--- start of DATA PROVIDED ---
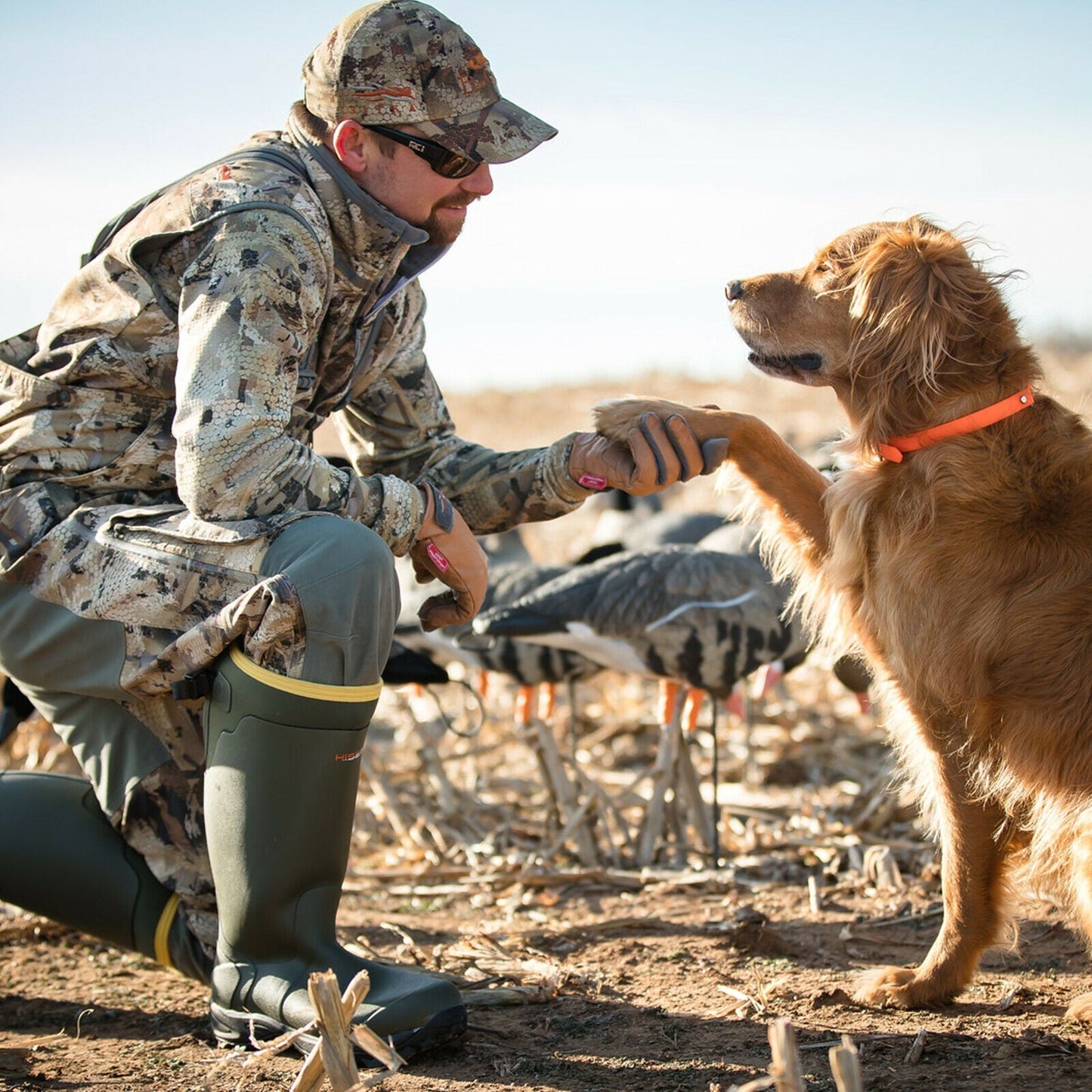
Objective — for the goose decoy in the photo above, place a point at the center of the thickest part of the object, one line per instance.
(682, 614)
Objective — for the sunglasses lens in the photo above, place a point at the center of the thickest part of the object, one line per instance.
(456, 166)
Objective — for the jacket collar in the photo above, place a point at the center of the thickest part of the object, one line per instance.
(373, 248)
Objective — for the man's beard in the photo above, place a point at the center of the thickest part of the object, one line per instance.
(441, 230)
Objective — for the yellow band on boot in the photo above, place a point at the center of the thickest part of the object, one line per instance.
(323, 691)
(163, 933)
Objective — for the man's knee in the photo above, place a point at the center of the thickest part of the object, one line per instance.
(344, 576)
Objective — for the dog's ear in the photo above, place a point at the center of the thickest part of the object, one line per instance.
(920, 304)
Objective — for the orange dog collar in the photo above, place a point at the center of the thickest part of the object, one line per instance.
(895, 449)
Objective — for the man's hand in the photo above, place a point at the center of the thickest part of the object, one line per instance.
(447, 549)
(660, 454)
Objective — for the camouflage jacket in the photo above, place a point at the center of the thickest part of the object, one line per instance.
(191, 360)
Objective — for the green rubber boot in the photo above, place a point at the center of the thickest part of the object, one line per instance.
(281, 787)
(61, 858)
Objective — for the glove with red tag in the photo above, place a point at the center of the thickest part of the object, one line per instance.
(660, 453)
(447, 549)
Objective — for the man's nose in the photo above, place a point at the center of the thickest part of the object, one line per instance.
(480, 183)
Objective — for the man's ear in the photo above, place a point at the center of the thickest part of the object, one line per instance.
(350, 144)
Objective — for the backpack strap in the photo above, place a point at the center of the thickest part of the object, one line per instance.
(110, 230)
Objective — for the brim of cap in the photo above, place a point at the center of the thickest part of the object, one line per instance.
(498, 135)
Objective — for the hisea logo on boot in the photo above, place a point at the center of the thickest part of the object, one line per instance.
(348, 757)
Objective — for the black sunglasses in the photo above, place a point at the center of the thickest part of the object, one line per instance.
(444, 162)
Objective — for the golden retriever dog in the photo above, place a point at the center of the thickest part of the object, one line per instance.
(956, 551)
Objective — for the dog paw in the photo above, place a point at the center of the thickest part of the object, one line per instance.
(616, 417)
(898, 988)
(1080, 1009)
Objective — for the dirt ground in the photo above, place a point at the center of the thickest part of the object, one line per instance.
(628, 979)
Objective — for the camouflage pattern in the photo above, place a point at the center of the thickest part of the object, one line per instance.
(155, 437)
(401, 63)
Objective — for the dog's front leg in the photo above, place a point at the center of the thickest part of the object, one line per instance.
(787, 485)
(974, 842)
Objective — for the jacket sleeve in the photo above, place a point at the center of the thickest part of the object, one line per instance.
(250, 308)
(398, 422)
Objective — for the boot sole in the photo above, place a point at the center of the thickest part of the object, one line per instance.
(233, 1029)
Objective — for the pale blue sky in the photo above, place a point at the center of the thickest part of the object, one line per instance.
(699, 142)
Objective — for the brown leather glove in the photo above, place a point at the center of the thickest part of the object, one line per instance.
(447, 549)
(660, 453)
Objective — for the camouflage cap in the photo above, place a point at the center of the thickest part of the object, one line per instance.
(405, 63)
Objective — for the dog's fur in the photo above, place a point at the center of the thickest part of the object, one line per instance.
(964, 572)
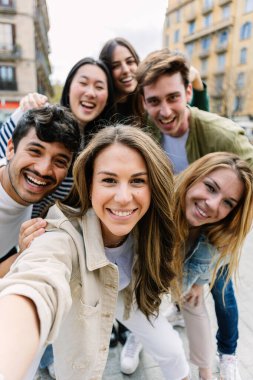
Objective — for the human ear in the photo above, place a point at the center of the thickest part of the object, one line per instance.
(10, 150)
(189, 92)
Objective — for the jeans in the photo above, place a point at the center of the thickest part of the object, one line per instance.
(47, 358)
(226, 314)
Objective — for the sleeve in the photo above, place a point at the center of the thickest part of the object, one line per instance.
(42, 273)
(7, 129)
(200, 99)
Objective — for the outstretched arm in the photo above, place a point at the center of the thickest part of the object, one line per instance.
(19, 331)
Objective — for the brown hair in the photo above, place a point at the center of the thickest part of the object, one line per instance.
(155, 231)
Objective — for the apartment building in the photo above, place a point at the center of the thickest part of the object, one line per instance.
(24, 50)
(217, 36)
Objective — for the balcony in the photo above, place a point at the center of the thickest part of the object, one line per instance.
(11, 54)
(207, 9)
(8, 8)
(204, 53)
(8, 85)
(211, 29)
(221, 47)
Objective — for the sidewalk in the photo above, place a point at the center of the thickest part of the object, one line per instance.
(149, 370)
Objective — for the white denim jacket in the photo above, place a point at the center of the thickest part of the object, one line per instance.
(74, 287)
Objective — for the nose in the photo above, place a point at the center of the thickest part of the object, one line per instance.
(123, 194)
(90, 91)
(124, 67)
(44, 167)
(165, 109)
(213, 204)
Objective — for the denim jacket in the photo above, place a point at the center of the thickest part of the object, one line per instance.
(199, 263)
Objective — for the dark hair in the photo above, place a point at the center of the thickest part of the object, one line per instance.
(162, 62)
(127, 112)
(109, 108)
(52, 123)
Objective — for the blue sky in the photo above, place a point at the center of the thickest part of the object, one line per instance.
(80, 29)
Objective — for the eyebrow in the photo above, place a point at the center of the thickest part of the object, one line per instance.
(115, 175)
(218, 187)
(88, 78)
(38, 145)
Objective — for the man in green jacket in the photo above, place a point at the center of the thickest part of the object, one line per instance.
(186, 134)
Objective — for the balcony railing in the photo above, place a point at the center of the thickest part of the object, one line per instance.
(11, 54)
(8, 85)
(8, 8)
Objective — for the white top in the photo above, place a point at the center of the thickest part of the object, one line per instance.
(175, 149)
(122, 256)
(12, 215)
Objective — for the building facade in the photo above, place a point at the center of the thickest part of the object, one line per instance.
(24, 50)
(217, 36)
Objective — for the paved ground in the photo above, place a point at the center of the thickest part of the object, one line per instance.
(148, 369)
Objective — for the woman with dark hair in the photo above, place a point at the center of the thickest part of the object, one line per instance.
(107, 251)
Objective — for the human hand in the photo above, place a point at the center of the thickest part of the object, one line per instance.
(195, 79)
(33, 100)
(193, 297)
(30, 230)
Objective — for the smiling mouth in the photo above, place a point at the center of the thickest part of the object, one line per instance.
(201, 212)
(88, 104)
(36, 182)
(122, 213)
(167, 121)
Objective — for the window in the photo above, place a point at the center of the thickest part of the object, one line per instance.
(176, 35)
(207, 21)
(191, 27)
(178, 15)
(248, 5)
(6, 36)
(208, 3)
(221, 59)
(225, 11)
(243, 56)
(223, 38)
(238, 103)
(204, 65)
(6, 3)
(167, 22)
(219, 80)
(240, 81)
(245, 32)
(205, 43)
(7, 78)
(189, 49)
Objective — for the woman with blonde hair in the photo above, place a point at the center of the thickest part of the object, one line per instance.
(213, 215)
(107, 252)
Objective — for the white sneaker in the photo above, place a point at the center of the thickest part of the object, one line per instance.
(229, 368)
(174, 316)
(51, 371)
(129, 357)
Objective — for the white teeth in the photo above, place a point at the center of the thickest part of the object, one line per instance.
(125, 80)
(88, 104)
(36, 181)
(121, 213)
(201, 212)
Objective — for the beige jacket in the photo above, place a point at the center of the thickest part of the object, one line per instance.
(75, 288)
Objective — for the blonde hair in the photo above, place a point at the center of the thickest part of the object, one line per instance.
(155, 231)
(228, 234)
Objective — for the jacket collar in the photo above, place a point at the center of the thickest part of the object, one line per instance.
(94, 247)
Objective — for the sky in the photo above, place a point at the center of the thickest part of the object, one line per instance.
(79, 28)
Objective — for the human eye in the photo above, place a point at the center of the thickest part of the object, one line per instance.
(228, 203)
(109, 180)
(209, 187)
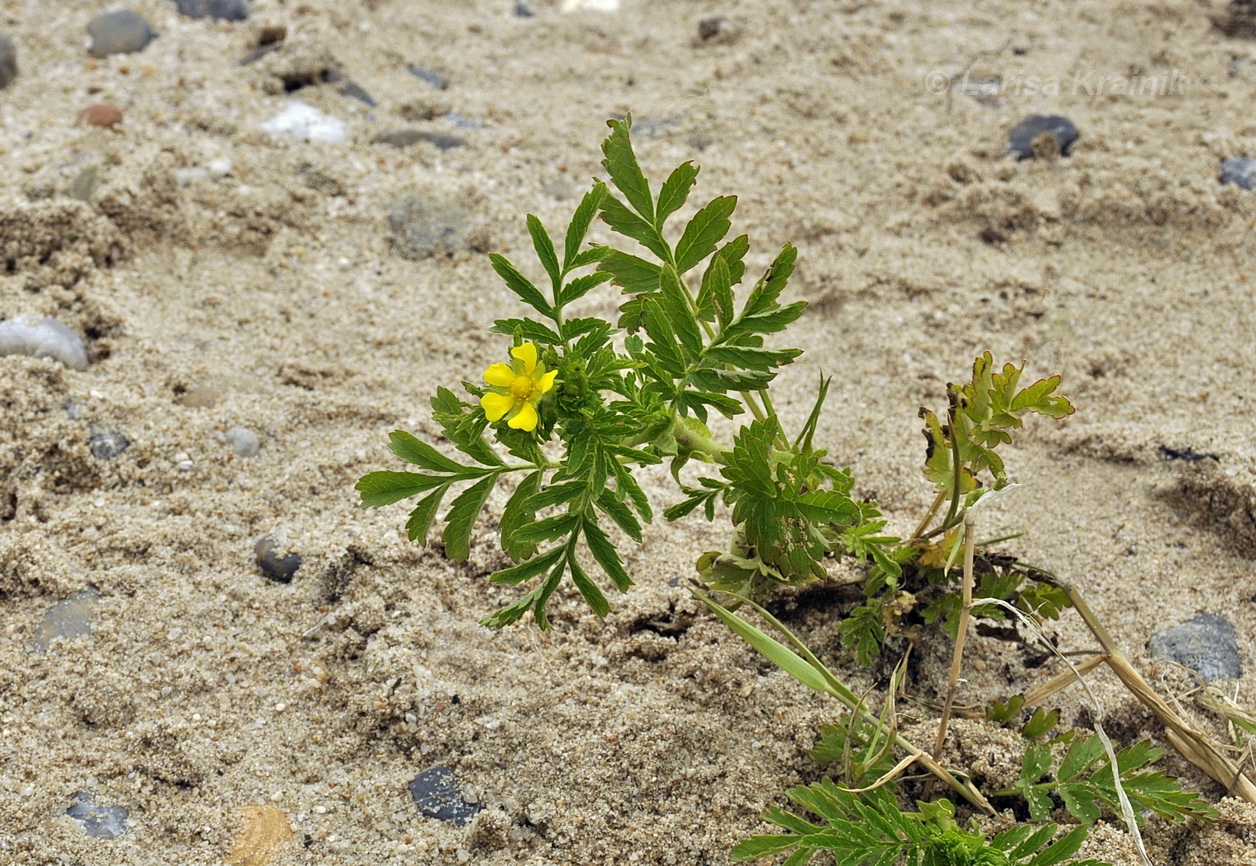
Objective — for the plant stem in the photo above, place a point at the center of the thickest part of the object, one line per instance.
(956, 469)
(961, 634)
(928, 515)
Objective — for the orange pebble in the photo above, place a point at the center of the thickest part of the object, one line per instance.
(101, 115)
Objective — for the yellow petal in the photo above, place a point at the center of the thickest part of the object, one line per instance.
(526, 419)
(528, 355)
(496, 405)
(500, 375)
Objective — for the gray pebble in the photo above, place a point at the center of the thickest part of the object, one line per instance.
(1240, 171)
(8, 62)
(407, 137)
(98, 821)
(243, 441)
(436, 792)
(122, 32)
(225, 10)
(356, 92)
(1025, 137)
(68, 619)
(275, 567)
(432, 78)
(108, 445)
(84, 182)
(423, 228)
(42, 338)
(1205, 644)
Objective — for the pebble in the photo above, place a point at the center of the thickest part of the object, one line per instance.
(121, 32)
(98, 821)
(432, 78)
(1240, 171)
(307, 122)
(45, 338)
(216, 169)
(8, 62)
(1025, 138)
(108, 445)
(1205, 644)
(224, 10)
(243, 441)
(356, 92)
(68, 619)
(437, 794)
(101, 115)
(407, 137)
(84, 182)
(279, 568)
(423, 228)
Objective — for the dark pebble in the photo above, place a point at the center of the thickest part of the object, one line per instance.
(98, 821)
(225, 10)
(356, 92)
(407, 137)
(1026, 140)
(279, 568)
(436, 792)
(1240, 171)
(8, 62)
(438, 82)
(108, 445)
(423, 228)
(1205, 644)
(118, 33)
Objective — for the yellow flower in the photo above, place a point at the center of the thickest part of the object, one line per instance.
(515, 389)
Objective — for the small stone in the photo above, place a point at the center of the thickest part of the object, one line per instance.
(108, 445)
(356, 92)
(121, 32)
(1026, 138)
(98, 821)
(717, 32)
(436, 792)
(1240, 171)
(8, 62)
(423, 226)
(1205, 644)
(305, 122)
(406, 137)
(275, 567)
(68, 619)
(243, 441)
(432, 78)
(222, 10)
(45, 338)
(101, 115)
(84, 182)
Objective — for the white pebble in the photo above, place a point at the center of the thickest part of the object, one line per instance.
(305, 122)
(47, 338)
(243, 441)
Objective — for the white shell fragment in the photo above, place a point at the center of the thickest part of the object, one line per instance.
(47, 338)
(305, 122)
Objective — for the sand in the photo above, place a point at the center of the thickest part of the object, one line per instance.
(278, 298)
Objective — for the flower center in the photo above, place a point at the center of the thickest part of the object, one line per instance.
(521, 389)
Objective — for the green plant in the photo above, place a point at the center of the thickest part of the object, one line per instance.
(583, 404)
(868, 828)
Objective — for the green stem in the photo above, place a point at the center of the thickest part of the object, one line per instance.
(956, 469)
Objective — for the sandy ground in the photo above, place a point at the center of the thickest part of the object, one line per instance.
(276, 298)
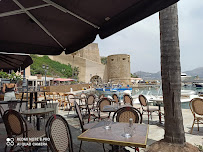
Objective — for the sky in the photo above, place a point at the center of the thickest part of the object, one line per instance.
(142, 40)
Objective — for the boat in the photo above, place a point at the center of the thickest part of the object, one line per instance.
(185, 77)
(198, 85)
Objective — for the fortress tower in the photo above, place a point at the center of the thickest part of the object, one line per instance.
(119, 68)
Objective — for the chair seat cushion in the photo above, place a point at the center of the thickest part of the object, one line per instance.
(89, 125)
(102, 114)
(151, 108)
(33, 134)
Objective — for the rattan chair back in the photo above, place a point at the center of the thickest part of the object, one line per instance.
(196, 105)
(127, 99)
(101, 96)
(104, 102)
(58, 131)
(69, 98)
(84, 98)
(125, 113)
(15, 124)
(91, 99)
(1, 110)
(115, 97)
(143, 100)
(78, 111)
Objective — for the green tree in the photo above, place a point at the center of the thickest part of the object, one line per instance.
(104, 60)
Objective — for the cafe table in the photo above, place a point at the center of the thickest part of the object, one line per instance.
(114, 107)
(115, 135)
(33, 93)
(158, 102)
(37, 113)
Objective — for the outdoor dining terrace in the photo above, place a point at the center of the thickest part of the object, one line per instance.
(91, 130)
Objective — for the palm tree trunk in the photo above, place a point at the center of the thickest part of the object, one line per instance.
(171, 75)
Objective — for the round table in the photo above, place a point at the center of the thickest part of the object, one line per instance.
(37, 112)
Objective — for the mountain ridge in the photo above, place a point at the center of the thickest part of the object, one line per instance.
(157, 76)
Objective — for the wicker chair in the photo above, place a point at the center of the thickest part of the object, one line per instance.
(57, 129)
(123, 115)
(101, 103)
(84, 126)
(16, 127)
(69, 102)
(91, 101)
(115, 97)
(196, 106)
(101, 96)
(146, 108)
(127, 99)
(84, 98)
(1, 111)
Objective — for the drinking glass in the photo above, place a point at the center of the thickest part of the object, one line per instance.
(107, 123)
(128, 132)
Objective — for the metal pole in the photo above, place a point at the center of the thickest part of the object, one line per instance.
(24, 85)
(45, 78)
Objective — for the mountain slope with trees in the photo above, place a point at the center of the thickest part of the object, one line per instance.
(56, 69)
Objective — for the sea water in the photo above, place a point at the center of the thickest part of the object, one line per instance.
(151, 91)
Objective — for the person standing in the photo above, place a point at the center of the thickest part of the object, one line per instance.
(9, 90)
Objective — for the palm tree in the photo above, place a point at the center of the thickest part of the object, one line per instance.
(171, 75)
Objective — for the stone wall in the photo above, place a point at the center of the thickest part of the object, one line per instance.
(87, 59)
(119, 68)
(65, 88)
(90, 52)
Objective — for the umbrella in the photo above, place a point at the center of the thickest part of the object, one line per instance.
(14, 61)
(63, 79)
(51, 27)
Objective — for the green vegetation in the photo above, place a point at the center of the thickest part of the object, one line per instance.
(56, 69)
(13, 76)
(134, 75)
(104, 60)
(200, 147)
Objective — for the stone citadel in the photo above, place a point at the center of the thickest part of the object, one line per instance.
(117, 69)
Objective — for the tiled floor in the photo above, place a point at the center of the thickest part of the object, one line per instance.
(156, 132)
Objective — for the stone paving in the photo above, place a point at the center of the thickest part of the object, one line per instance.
(156, 132)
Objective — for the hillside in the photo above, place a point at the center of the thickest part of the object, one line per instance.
(56, 69)
(196, 72)
(157, 76)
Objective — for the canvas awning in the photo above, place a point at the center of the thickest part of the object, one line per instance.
(14, 61)
(49, 27)
(64, 79)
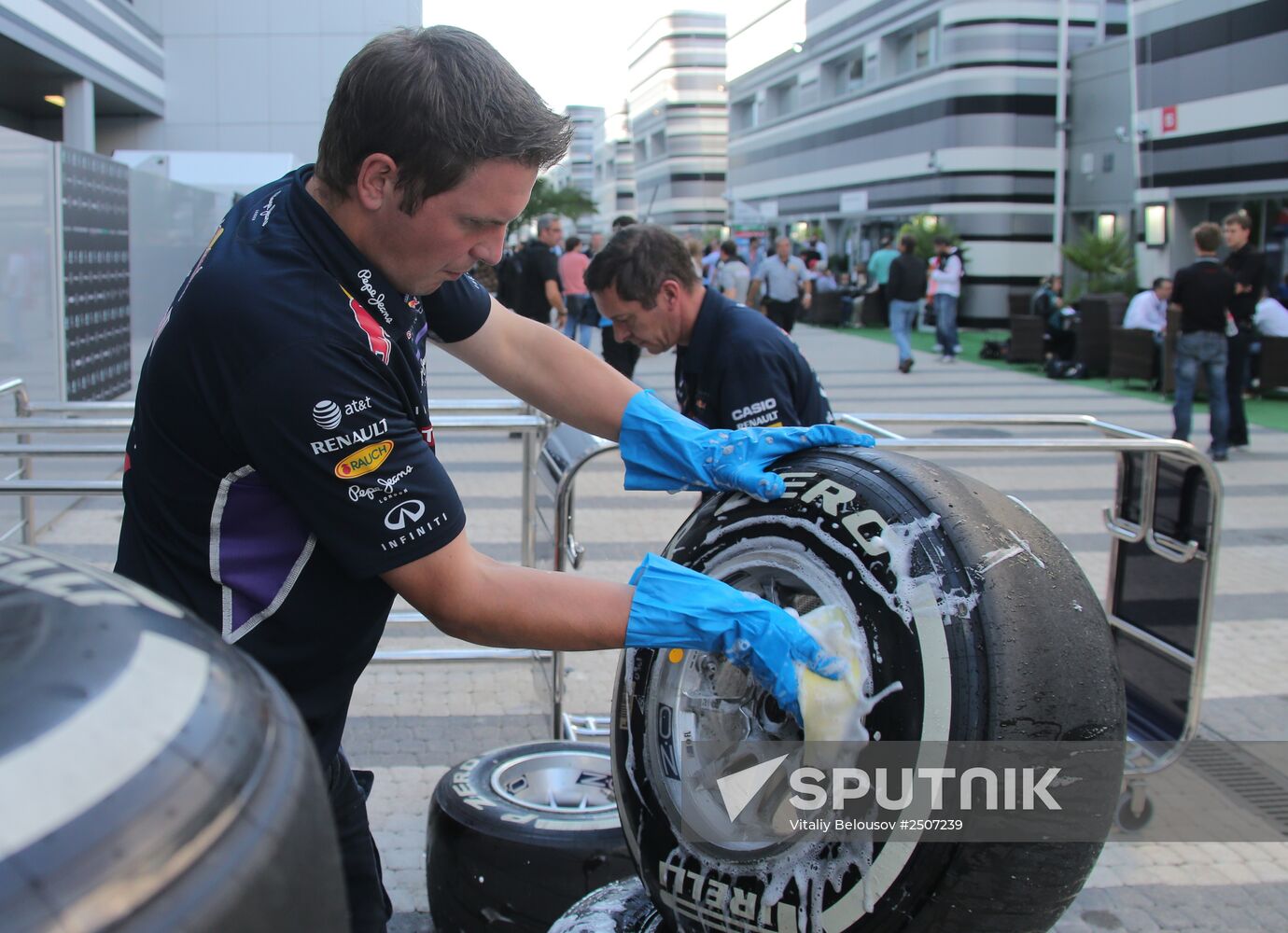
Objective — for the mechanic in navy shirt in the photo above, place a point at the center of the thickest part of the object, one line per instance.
(735, 369)
(281, 478)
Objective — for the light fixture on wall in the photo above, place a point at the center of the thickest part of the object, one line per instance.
(1155, 224)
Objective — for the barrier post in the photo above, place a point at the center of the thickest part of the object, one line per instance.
(528, 526)
(26, 504)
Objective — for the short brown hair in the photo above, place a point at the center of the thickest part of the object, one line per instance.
--- end of DATA PROVIDED ---
WHAT TO DO
Please copy every line of the listing that opens with the line containing "Objective — for the light" and closes at the end of the listing, both ends included. Multiply each point coordinate by 2.2 and round it to a whole number, with halves rounding up, and leave all other text unchanged.

FINAL ANSWER
Objective — for the light fixture on wall in the photo above, place a point at the center of the thickest part of the object, one line per instance.
(2541, 493)
Objective — for the barrier post in the photo above, place a point at the center of the thickest part of the object, one line per instance.
(1162, 1157)
(57, 1109)
Objective — for the short brown hair in the photo above, place a point at the center of the thickest part of the object, one line per instance.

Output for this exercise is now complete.